>> START

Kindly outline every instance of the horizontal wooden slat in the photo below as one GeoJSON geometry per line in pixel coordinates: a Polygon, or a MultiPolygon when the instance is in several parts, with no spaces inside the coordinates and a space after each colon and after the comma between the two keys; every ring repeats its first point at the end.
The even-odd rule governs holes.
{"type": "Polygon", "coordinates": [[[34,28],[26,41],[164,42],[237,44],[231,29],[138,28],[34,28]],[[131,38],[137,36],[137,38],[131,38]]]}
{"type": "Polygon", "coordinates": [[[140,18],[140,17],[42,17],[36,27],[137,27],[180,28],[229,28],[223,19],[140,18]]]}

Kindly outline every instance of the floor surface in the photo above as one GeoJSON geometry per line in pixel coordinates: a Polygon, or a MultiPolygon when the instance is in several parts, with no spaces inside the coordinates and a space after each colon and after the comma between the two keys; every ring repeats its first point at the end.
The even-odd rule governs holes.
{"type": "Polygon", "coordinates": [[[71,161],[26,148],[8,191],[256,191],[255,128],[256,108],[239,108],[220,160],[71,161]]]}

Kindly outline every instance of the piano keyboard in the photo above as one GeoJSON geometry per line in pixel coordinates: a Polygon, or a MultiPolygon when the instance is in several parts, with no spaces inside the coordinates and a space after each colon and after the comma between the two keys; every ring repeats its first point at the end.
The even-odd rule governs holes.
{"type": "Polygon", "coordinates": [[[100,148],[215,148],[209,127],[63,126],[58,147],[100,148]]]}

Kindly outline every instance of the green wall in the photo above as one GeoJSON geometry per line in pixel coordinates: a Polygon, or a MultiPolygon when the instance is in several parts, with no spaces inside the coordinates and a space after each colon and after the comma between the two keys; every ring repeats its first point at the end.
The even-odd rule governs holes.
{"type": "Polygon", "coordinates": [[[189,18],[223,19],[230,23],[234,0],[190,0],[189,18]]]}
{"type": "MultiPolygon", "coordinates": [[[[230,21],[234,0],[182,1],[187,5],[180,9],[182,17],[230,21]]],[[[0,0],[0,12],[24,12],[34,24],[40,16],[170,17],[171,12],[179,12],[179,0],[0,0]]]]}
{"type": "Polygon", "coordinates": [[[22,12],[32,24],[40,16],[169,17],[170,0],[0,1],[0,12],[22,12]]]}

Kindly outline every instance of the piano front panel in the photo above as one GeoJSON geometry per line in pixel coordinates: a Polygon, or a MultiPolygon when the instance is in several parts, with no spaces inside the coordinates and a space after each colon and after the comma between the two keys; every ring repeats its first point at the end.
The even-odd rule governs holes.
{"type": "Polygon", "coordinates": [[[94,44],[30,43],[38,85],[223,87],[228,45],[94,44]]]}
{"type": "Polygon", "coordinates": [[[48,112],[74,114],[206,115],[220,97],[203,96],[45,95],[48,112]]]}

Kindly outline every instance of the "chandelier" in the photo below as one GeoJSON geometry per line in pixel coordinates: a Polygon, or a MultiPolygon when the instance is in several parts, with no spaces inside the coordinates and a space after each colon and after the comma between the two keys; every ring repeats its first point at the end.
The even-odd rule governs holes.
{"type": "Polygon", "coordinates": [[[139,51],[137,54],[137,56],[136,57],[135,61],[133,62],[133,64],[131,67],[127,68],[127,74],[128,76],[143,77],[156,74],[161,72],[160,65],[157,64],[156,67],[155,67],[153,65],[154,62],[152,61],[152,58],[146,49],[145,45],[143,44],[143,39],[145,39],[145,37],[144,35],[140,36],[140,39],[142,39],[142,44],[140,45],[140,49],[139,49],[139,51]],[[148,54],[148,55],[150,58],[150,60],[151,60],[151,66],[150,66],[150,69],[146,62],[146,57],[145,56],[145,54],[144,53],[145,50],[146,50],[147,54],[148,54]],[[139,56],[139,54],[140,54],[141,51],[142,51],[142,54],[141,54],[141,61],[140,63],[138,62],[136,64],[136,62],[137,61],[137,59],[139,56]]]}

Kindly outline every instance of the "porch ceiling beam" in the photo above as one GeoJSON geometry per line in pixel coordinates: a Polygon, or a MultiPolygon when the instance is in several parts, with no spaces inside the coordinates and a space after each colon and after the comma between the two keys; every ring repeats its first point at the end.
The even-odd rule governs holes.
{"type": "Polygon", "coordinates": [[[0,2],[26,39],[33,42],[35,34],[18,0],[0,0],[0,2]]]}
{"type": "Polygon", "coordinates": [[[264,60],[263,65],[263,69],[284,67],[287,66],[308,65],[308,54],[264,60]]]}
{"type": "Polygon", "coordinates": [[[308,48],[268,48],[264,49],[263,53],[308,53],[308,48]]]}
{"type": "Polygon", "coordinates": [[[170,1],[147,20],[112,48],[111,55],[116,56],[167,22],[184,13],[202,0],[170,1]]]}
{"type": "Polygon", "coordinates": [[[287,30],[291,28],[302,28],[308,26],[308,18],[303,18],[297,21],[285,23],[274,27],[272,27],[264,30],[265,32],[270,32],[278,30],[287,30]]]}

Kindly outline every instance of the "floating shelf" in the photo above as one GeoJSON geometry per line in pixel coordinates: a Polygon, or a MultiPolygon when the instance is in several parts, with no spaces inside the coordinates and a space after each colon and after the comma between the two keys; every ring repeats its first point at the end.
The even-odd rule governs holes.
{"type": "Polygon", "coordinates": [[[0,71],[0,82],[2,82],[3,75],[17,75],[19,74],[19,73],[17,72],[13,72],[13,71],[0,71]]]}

>> END

PROBLEM TO SOLVE:
Write out every entry verbatim.

THE REPLY:
Kindly outline every instance of the horizontal wooden slat in the photo below as one GeoJSON geometry per line in pixel coordinates: a Polygon, or a MultiPolygon when the instance is in several parts, with no spaces inside the coordinates and a space after each colon and after the comma between the two keys; every ring repeats its first point at the end.
The even-odd rule governs holes.
{"type": "Polygon", "coordinates": [[[34,28],[26,41],[164,42],[237,44],[231,29],[138,28],[34,28]],[[131,38],[137,36],[137,38],[131,38]]]}
{"type": "Polygon", "coordinates": [[[140,18],[140,17],[42,17],[36,27],[137,27],[180,28],[229,28],[223,19],[140,18]]]}

Kindly outline every instance of the floor surface in the photo above as one GeoJSON geometry per line in pixel coordinates: a Polygon, or a MultiPolygon when the instance is in several parts, with no spaces inside the coordinates and a space after each colon and after the comma between the two keys; every ring repeats its first point at the end.
The even-odd rule governs holes.
{"type": "Polygon", "coordinates": [[[71,161],[26,148],[8,191],[256,191],[255,128],[256,108],[239,108],[220,160],[71,161]]]}

Kindly outline every instance of the piano keyboard in the photo above as one GeoJSON geometry per line in pixel coordinates: a Polygon, or a MultiPolygon when the instance is in several parts, with no spaces inside the coordinates and a space after each colon and after the comma between the two keys; every ring repeats its first point at the end.
The even-odd rule governs holes.
{"type": "Polygon", "coordinates": [[[100,148],[215,148],[209,127],[63,126],[58,147],[100,148]]]}

Kindly outline every instance of the green wall in the photo above as one GeoJSON geometry per line in pixel coordinates: a Polygon, or a MultiPolygon when the instance is in several parts, with no spaces inside the coordinates and a space after each colon and after the comma between the two keys; every ring repeats its first point at the end.
The even-odd rule governs holes.
{"type": "Polygon", "coordinates": [[[189,18],[223,19],[230,23],[234,0],[190,0],[189,18]]]}
{"type": "MultiPolygon", "coordinates": [[[[230,21],[234,0],[182,1],[187,5],[180,9],[182,17],[230,21]]],[[[0,0],[0,12],[24,12],[34,24],[40,16],[170,17],[171,12],[179,12],[179,0],[0,0]]]]}
{"type": "Polygon", "coordinates": [[[22,12],[32,24],[40,16],[169,17],[170,0],[0,1],[0,12],[22,12]]]}

Kindly outline every instance of the piano front panel in the photo above as one GeoJSON geometry per line in pixel coordinates: a Polygon, or a MultiPolygon when the instance is in several parts, with no spaces inside the coordinates and a space after each colon and after the comma between the two keys; every ring repeats its first point at the end.
The even-odd rule governs holes.
{"type": "Polygon", "coordinates": [[[94,44],[30,43],[38,85],[223,87],[228,45],[94,44]]]}
{"type": "Polygon", "coordinates": [[[48,112],[74,114],[206,115],[220,97],[203,96],[45,95],[48,112]]]}

Kindly outline every instance of the "chandelier" in the photo below as one GeoJSON geometry per line in pixel coordinates: a Polygon, or a MultiPolygon when the instance is in several parts, with no spaces inside the coordinates and a space after each colon and after the comma between the two keys; every ring repeats its first point at the end.
The even-odd rule governs holes.
{"type": "Polygon", "coordinates": [[[139,51],[137,54],[137,56],[136,57],[135,61],[133,62],[133,64],[131,67],[127,68],[127,74],[128,76],[143,77],[156,74],[161,72],[160,65],[157,64],[156,67],[155,67],[153,65],[154,62],[152,61],[152,58],[146,49],[145,45],[143,44],[143,39],[145,39],[145,37],[144,35],[140,36],[140,39],[142,39],[142,44],[140,45],[140,49],[139,49],[139,51]],[[148,54],[148,55],[150,58],[150,60],[151,60],[151,66],[150,66],[150,69],[146,62],[146,57],[145,56],[145,54],[144,53],[145,50],[146,50],[147,54],[148,54]],[[139,56],[139,54],[140,54],[141,51],[142,51],[142,54],[141,54],[141,61],[140,63],[138,62],[136,64],[136,62],[137,61],[137,59],[139,56]]]}

Kindly outline every instance of the "porch ceiling beam" in the photo above as one GeoJSON geometry per line in pixel coordinates: a Polygon, or a MultiPolygon when the instance is in several parts, with no spaces inside the coordinates and a space after each colon and after the comma between the two keys; every ring repeats its first point at the end.
The even-odd rule governs holes.
{"type": "Polygon", "coordinates": [[[0,2],[26,39],[33,42],[35,34],[18,0],[0,0],[0,2]]]}
{"type": "Polygon", "coordinates": [[[264,60],[263,65],[263,69],[284,67],[287,66],[308,65],[308,54],[264,60]]]}
{"type": "Polygon", "coordinates": [[[308,48],[268,48],[264,49],[263,53],[308,53],[308,48]]]}
{"type": "Polygon", "coordinates": [[[170,1],[147,20],[112,48],[111,55],[116,56],[167,22],[184,13],[202,0],[170,1]]]}
{"type": "Polygon", "coordinates": [[[287,30],[291,28],[302,28],[308,26],[308,18],[303,18],[297,21],[285,23],[274,27],[272,27],[264,30],[265,32],[270,32],[278,30],[287,30]]]}

Kindly outline every instance of the "floating shelf" in the photo above as one GeoJSON geometry per line in pixel coordinates: a Polygon, or a MultiPolygon when the instance is in several parts, with no spaces inside the coordinates and a space after each colon and after the comma between the two keys; every ring repeats its first point at the end.
The even-odd rule governs holes.
{"type": "Polygon", "coordinates": [[[0,71],[0,82],[2,82],[3,75],[17,75],[19,74],[19,73],[17,72],[13,72],[13,71],[0,71]]]}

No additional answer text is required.